__Records drawn from a dataset__:
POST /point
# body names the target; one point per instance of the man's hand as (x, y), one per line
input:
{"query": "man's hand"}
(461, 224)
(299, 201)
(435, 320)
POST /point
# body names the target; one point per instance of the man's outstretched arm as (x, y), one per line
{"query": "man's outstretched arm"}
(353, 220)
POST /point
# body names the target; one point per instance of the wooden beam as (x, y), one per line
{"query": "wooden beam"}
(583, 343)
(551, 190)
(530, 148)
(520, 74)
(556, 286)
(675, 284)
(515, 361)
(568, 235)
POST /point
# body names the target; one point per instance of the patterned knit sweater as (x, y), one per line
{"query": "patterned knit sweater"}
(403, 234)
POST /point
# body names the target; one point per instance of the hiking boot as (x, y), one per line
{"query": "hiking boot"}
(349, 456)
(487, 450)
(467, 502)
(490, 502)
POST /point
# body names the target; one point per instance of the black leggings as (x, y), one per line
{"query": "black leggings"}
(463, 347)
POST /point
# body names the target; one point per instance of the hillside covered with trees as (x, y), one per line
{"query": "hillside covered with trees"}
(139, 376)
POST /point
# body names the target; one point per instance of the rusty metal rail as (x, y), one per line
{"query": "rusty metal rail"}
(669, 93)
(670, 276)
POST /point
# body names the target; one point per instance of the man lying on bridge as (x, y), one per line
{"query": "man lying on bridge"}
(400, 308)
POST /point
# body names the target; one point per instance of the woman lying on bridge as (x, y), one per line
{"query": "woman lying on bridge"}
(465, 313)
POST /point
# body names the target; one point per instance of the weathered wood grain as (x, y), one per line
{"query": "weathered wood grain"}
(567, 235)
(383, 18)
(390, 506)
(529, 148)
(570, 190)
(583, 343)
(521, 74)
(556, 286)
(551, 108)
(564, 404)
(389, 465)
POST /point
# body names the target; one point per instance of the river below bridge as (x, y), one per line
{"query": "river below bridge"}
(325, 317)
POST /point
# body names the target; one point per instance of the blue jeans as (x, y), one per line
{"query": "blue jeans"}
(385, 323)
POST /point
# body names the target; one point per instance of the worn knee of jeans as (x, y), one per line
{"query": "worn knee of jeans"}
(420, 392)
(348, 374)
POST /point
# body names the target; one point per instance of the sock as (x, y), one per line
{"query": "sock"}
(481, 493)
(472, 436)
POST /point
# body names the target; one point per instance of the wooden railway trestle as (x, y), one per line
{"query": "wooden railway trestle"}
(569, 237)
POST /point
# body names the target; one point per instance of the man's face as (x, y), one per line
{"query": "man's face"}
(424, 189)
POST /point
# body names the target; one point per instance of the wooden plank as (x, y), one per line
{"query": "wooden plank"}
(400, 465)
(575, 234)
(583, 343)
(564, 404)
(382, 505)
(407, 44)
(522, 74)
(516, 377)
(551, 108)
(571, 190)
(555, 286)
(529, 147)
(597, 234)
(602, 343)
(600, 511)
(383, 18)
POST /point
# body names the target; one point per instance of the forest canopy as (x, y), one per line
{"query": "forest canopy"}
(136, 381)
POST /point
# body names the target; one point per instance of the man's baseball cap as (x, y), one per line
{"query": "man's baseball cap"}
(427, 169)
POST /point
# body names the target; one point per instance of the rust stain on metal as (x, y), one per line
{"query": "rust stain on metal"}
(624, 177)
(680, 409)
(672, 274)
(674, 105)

__Description of the task__: Please write out the records from above, keeping every line exact.

__Solution__:
POST /point
# body names the target; one point per instance of the man's hand as (x, y), one per line
input:
{"query": "man's hand"}
(461, 224)
(299, 201)
(435, 320)
POST /point
# body names the target; one point per instance of the man's outstretched arm as (x, y), one per line
{"query": "man's outstretched arm"}
(353, 220)
POST /point
# body names the target; one point per instance of the wooden beam as (x, y), one per line
{"query": "wooden beam"}
(583, 343)
(551, 190)
(530, 148)
(520, 74)
(556, 286)
(675, 284)
(515, 361)
(568, 235)
POST /point
# body names the target; one point per instance of the patterned knit sweater as (x, y), one per line
{"query": "patterned knit sweater"}
(403, 234)
POST /point
# body names the target; one point per instance of the hiking boot as (x, y), one per line
{"query": "hiking boot"}
(349, 456)
(487, 450)
(467, 502)
(490, 502)
POST /point
# body names the target; one point per instance of the black leggings as (x, y), one per line
{"query": "black leggings"}
(463, 347)
POST /point
# body names the target; one point per instance of the hillside covered with trees as (x, y), one per line
{"query": "hillside covered with trees"}
(139, 376)
POST /point
# body names the target; one point per instance of the rusty metal rail as (x, y), one per line
{"query": "rusty metal rail"}
(669, 93)
(670, 276)
POST /point
# body names the target; one point per instance of the man lying on bridge as (x, y), one per line
{"query": "man lying on bridge"}
(400, 308)
POST /point
# body names the target; one point per instance of the woman lying on bridge as (x, y), one per line
{"query": "woman lying on bridge"}
(465, 313)
POST /point
# body names the target; one point per instance of the weathered wood grain as (x, y), one per line
{"query": "weathered wood grain"}
(567, 235)
(383, 18)
(390, 506)
(529, 148)
(570, 190)
(583, 343)
(521, 74)
(556, 286)
(551, 108)
(564, 404)
(389, 465)
POST /point
# body names the target; one point per instance of the river below bridge as (x, y), one per line
{"query": "river below bridge"}
(325, 317)
POST /point
# body names the target; one point per instance of the blue jeans as (x, y), one per line
{"query": "blue jeans"}
(385, 323)
POST /point
# body names the target; one point per instance of the worn knee of jeans as (x, y), one per line
{"query": "worn knee of jeans"}
(420, 392)
(348, 374)
POST /point
# body names the target; one point per instance of the sock as (x, y), one per line
{"query": "sock"}
(481, 493)
(472, 436)
POST /point
# body names the target; one point per instance of the wooden railway trestle as (x, y), one per line
{"query": "wooden railway trestle"}
(569, 237)
POST /point
# body names the target; one point per instance of the man's face as (x, y), one per line
{"query": "man's face"}
(424, 189)
POST /point
# body names the target; one point per instance of the wooden plank as (x, y), one per line
{"query": "wooden plank"}
(400, 465)
(575, 234)
(583, 343)
(564, 404)
(382, 505)
(407, 44)
(522, 74)
(516, 377)
(551, 108)
(571, 190)
(555, 286)
(529, 147)
(597, 234)
(602, 343)
(600, 511)
(383, 18)
POST /point
# body names the target; one point per instance of the forest canopy as (x, y), one per line
{"query": "forest canopy"}
(136, 381)
POST /point
# body names the target; one point per instance of the man's baseball cap as (x, y), one per line
{"query": "man's baseball cap"}
(427, 169)
POST /point
# body names the target; one point per instance of the rust stain on metal as (x, y), one per line
{"query": "rust stain on metal"}
(624, 177)
(680, 409)
(672, 274)
(674, 105)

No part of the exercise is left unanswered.